* **REQUIRED TASKS**
A: Answer these questions about the forum thread on wavelength modulation:
(i) Which question number and page of the CWNA Study Guide does the first post cite?
(ii) In ham radio, what is the 420 - 450 mhz range known as?
(iii) According to the post by a deleted user, when will the study guide comment be addressed?
B: From the forum thread on wavelength modulation, list all four possible answers that the study guide question offers.
C: Carry on the forum thread on wavelength modulation by writing the next post after the last one shown.

# Forum

## Wavelength "modulation"

22 posts by 8 authors in: Forums > CWNA - Enterprise Wi-Fi Admin
Last Post: December 14, 2011:
• First of all, please excuse me if this is not the right place to post this comment. This said...
On CWNA's Study Guide, question 11 at page 24 asks about "[i]wave properties which can be modulated to encode data[/i]". There are 4 possible answers, Amplitude, Frequency, Phase and Wavelength.
On one hand, existing modulations are ASK, FSK and PSK. [i]WSK[/i] does nor exist.
OK then.
However, we all know that [b]c = Lf[/b], where [b]c[/b] is the speed of light in the medium, [b]L[/b] is wavelength and [b]f[/b] is frequency.
Since it would be pretty hard to modulate [b]c[/b] with our current earthling technology, I think that Wavelength is [i]implicitly[/i] modulated when using FSK. In other words, Wavelength can be modulated indeed.

That's why I reckon that all ABCD answers are correct.
Please correct me if I am wrong.

• Well we know AM and FM as Amplitude and Frequency modulation types. I also know of phase change modulation.

I see what you are saying. If FM modulation is used then wavelength is changing also.
Wikipedia - [quote]For periodic waves, frequency has an inverse relationship to the concept of wavelength[/quote]

• There you go!
"[i]For periodic waves, frequency has an inverse relationship to the concept of wavelength[/i]" can be written as:

[b]f = c/L[/b] which is the very same formula I posted earlier.

• I agree that when using Frequency modulation that changing wavelengths seems to be a result.

It also seems to me that to determine if a frequency modulation has taken place, the question would be "has the wavelength changed"? Frequency changes are a result of a change in wavelengths. One would not "Change the Frequency". One is actually changing the wavelength and the frequency changes as a result.

Just my opinion but I am not an expert.... yet. :-)

• from a nitpicky, argument for the sake of argument point of view, frequency modulation is wavelength modulation. the thing is, you are modulating about .4 percent of a wavelength with FSK

In practice wavelength is used to describe the nature of broad swaths of RF that behave in similar ways, and frequency is what is modulated with FSK. in ham radio, 420 - 450 mhz is known as the 70 CM band.

when the frequency is changed via FSK, it is changed the same amount whether channel 1 or channel 14 is used. if you measured this change in wavelength, there would be different changes for each channel, expressed as a tiny percentage

which is more realistic ( using numbers selected at random to demonstrate a point, not 802.11 specific numbers )

Channel Center Frequency + and - 100 mhz

or

.0024 - .0026 wavelength ( Channel 1 )
.0023995 - .0025995 ( Channel 2 )

so if you just have to be right in a smirking teenager who thinks he is cool because he can prove that adults aren't always right kind of way, yes.

• By (Deleted User)

Yep, I agree. While making edits to the existing book, I submitted this comment to the authors a few weeks ago. Will be updated in next version.

* **INFORMATION SHOWN**
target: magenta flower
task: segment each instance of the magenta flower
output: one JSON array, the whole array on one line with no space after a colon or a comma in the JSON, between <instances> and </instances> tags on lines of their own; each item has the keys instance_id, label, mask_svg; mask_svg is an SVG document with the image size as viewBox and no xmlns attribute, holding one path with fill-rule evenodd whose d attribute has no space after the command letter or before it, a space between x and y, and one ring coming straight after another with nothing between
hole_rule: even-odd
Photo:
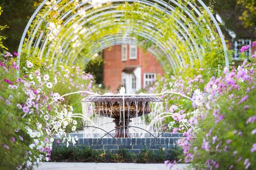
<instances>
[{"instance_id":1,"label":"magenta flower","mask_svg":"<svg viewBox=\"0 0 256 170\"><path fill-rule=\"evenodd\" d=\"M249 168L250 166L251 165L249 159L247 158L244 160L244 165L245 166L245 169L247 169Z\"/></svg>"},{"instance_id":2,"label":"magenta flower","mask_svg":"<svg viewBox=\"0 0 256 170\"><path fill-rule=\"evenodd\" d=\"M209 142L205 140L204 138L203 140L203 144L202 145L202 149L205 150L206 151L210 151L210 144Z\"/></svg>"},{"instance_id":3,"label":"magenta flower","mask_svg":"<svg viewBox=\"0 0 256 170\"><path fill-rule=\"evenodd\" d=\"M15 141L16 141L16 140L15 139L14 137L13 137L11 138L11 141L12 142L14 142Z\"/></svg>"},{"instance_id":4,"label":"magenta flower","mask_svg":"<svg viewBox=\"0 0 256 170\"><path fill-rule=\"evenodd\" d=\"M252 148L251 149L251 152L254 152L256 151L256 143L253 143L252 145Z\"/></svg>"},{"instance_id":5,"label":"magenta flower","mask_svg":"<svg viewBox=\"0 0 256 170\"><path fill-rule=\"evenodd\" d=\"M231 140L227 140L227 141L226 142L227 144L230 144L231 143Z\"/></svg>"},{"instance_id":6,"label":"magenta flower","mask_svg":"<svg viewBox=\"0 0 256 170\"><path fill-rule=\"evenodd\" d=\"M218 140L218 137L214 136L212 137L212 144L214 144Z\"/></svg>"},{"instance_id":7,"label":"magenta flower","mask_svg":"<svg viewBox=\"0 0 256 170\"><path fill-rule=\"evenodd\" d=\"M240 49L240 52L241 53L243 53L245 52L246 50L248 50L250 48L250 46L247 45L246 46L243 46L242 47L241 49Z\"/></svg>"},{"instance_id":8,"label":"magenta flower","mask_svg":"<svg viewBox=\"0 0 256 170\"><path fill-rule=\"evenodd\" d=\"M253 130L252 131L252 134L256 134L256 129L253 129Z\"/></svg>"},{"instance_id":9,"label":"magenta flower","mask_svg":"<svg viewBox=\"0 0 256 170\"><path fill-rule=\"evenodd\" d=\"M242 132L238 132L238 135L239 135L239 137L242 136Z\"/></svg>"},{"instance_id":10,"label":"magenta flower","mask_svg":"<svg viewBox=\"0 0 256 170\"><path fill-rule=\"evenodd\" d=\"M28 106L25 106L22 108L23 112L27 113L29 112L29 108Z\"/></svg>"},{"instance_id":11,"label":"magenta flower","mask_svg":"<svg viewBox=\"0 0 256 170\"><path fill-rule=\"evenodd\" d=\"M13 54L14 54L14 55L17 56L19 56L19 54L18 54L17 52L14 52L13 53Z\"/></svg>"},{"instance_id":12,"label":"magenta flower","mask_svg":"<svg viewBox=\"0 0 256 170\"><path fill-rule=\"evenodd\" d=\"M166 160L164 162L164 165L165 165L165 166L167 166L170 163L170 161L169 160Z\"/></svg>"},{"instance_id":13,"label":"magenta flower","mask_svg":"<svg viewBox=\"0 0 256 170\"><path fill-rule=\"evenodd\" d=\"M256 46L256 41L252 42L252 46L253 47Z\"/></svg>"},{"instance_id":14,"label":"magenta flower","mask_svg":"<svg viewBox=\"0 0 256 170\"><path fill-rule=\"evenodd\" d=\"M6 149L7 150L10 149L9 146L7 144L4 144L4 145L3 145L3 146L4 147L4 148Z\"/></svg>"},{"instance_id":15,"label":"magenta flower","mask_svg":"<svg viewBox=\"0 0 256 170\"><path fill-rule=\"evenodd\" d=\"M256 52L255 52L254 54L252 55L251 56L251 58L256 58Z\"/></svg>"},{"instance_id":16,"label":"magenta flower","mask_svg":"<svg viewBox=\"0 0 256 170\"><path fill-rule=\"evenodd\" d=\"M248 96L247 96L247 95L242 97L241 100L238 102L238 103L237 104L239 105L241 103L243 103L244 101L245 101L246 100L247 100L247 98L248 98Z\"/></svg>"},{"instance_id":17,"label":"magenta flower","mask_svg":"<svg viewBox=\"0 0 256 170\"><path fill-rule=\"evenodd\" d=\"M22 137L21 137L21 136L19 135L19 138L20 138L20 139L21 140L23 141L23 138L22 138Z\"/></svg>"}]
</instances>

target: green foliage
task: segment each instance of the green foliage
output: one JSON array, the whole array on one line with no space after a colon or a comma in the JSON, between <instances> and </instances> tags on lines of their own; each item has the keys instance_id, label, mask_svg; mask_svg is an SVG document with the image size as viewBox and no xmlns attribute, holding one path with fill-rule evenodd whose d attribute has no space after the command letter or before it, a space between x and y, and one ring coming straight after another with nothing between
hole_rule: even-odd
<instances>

* **RESULTS OF THE TASKS**
A:
(i) Question 11 at page 24.
(ii) The 70 CM band.
(iii) In the next version of the book.

B: Amplitude, Frequency, Phase, Wavelength

C:
• Wavelength and frequency are inherently related through the previously mentioned formula, involving lamda ( wavelength ), f ( frequency ) and c ( velocity of propagation through the medium involved ) . The latter does not always correspond to the speed of light, in radio communications. For example, consider the system with which TACAMO command aircraft use to communicate with nuclear submarines which are submerged at the time ( i.e. not on surface utilizing other modes of communication ).

http://en.wikipedia.org/wiki/TACAMO
http://en.wikipedia.org/wiki/Extremely_low_frequency

A few things to note from the video:

The frequency required to penetrate salt water is extremely low. Due to the fact that the frequency is so low, a very long antenna is required ( several miles long in this case ). Note that they try to get the antenna as vertical as possible. This is due to the fact that if we used a horizontal wire ( simply trailing behind the aircraft ), most of the electric field vector would be literally short circuited by the ?horizontal? sea water.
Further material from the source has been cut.